### Brief
Reproduce word for word the lines of the records below, from the line containing "[Batch spec] Target class: autumn" up to and including the line containing "25, 111, 379]]".

### Supplied entries
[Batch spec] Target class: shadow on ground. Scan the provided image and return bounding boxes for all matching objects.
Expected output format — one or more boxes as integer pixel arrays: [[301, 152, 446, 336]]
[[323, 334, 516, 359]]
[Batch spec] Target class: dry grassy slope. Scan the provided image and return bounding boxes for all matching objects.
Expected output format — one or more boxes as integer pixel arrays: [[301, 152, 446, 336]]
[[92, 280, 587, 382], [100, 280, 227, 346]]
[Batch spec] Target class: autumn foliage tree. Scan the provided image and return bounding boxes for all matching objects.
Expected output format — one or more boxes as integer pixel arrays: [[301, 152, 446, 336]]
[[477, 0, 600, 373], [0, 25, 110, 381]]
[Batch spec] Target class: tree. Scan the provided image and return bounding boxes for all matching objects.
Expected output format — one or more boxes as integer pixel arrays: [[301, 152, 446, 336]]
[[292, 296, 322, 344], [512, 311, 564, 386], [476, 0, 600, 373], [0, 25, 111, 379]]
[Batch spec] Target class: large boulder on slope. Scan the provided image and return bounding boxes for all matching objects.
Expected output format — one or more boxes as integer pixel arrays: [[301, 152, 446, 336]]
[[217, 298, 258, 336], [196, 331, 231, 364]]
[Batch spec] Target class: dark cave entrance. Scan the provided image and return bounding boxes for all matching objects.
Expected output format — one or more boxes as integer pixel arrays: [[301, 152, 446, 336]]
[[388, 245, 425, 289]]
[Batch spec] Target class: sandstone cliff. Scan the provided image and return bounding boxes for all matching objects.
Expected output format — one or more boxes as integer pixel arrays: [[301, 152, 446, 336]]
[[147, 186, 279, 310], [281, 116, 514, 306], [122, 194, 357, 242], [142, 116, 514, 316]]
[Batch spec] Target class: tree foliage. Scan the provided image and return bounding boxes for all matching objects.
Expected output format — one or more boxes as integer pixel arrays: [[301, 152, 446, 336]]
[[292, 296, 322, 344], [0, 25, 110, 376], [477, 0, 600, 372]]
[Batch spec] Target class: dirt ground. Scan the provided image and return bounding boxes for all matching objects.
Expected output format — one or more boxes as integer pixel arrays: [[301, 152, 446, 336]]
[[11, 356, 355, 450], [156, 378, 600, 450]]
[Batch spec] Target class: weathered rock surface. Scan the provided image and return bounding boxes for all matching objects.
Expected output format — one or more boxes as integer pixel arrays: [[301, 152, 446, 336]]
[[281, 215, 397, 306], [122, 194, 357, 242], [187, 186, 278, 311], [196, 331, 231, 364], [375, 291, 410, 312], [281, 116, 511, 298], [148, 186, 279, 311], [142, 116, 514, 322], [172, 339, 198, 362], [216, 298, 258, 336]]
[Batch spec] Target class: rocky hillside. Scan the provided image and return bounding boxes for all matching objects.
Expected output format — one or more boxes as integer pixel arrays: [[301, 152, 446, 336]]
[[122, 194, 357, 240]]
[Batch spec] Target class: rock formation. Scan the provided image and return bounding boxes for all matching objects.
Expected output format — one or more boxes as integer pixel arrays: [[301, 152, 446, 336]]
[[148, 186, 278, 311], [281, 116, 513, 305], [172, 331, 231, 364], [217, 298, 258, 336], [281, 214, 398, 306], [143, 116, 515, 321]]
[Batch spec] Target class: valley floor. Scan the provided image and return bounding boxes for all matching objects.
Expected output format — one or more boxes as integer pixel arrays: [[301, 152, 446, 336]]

### Finished task
[Batch spec] Target class: autumn foliage tree. Scan the provided image and return bounding boxes for all matching objects.
Expected output format — one or more boxes as integer pixel arrays: [[301, 152, 446, 336]]
[[477, 0, 600, 373], [0, 25, 110, 381]]
[Batch spec] Target class: tree. Scan the provided image and return bounding boxes for all matching objects.
Expected output format — one or more boxes as integer pixel arrays: [[301, 152, 446, 336]]
[[292, 296, 322, 344], [512, 311, 564, 386], [476, 0, 600, 373], [0, 25, 111, 379]]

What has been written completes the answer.